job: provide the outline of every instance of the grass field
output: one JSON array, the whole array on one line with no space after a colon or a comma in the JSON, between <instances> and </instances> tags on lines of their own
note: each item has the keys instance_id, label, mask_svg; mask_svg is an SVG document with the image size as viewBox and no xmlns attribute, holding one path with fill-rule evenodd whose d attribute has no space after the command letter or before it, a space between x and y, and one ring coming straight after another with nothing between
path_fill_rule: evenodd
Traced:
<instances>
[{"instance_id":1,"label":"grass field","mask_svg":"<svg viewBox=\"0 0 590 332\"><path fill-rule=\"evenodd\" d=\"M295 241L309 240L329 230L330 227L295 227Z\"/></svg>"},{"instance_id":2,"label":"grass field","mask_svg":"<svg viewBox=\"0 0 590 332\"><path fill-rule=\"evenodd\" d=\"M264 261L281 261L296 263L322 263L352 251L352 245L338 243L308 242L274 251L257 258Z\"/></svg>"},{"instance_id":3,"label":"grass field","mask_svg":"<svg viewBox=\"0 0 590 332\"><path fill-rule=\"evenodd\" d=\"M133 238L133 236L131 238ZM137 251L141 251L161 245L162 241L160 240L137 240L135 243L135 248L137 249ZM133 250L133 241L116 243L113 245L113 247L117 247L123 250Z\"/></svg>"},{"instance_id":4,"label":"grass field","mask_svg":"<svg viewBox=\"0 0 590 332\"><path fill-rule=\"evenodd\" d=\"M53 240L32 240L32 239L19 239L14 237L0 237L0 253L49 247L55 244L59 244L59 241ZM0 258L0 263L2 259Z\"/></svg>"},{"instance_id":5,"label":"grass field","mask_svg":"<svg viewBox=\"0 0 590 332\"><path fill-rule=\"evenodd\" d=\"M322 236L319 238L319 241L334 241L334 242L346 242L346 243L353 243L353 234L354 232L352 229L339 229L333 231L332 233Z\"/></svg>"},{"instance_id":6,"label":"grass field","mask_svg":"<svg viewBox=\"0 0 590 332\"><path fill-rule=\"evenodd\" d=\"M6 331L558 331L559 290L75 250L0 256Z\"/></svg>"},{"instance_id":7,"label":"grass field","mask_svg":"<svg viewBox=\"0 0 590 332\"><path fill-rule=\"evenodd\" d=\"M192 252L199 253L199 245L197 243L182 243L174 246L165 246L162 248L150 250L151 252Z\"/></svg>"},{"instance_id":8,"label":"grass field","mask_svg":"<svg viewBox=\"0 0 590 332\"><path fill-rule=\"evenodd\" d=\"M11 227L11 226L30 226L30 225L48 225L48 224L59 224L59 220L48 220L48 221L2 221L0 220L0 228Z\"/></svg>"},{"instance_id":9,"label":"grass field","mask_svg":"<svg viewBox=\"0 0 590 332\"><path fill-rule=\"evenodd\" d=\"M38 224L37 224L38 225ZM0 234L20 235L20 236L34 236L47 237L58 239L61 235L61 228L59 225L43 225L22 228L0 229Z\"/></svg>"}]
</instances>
*-*-*
How to complete this task:
Nothing but a number is wanted: how many lines in the records above include "space".

Reply:
2